EXERCISE —
Find every line in the data below that contains the word "instance", and copy each of those lines.

Coordinate labeling data:
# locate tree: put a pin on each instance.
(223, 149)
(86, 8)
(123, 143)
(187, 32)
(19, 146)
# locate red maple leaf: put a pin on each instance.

ANSWER TO THIS TASK —
# locate tree: put a pin on each instance.
# locate red maple leaf: put a pin on each instance.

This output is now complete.